We used Midway growing up, but now it's ONLY _Silver Seal _in Tomball. It's run by an old man and his wife. They used to be a full blown butcher shop (cattle, hogs, deer, etc.) but now they only do deer. The old man takes more pride in his work than anyone I've ever known and the quality shows through. My dad made the mistake a year or two ago and took some meat in that had already started to freezer burn. The old man threw it to the side and bluntly told my dad that he wouldn't process that meat with the rest of the deer for fear of ruining it. My wife hated deer sausage until having Silver Seals; and while in Laredo for work a year ago, we had a big pachanga with a bunch of the local ranchers, they couldn't believe the flavor, and the looks on their faces were priceless when they heard it was processed in Houston! I didn't mean to write a book, but it is top notch.

• SOURCE DATA
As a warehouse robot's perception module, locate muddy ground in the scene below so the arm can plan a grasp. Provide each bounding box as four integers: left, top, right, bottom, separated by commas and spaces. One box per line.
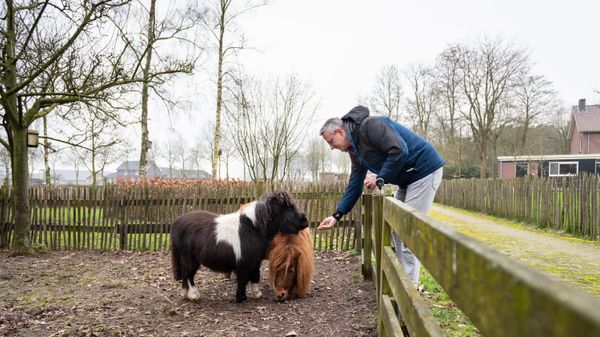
0, 252, 377, 337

• WHAT IS ASKED
Reproduce the part of the deer-processing post that runs from "We used Midway" up to and including "is top notch.", keeping every word and mark unchanged.

• OUTPUT BELOW
We used Midway growing up, but now it's ONLY _Silver Seal _in Tomball. It's run by an old man and his wife. They used to be a full blown butcher shop (cattle, hogs, deer, etc.) but now they only do deer. The old man takes more pride in his work than anyone I've ever known and the quality shows through. My dad made the mistake a year or two ago and took some meat in that had already started to freezer burn. The old man threw it to the side and bluntly told my dad that he wouldn't process that meat with the rest of the deer for fear of ruining it. My wife hated deer sausage until having Silver Seals; and while in Laredo for work a year ago, we had a big pachanga with a bunch of the local ranchers, they couldn't believe the flavor, and the looks on their faces were priceless when they heard it was processed in Houston! I didn't mean to write a book, but it is top notch.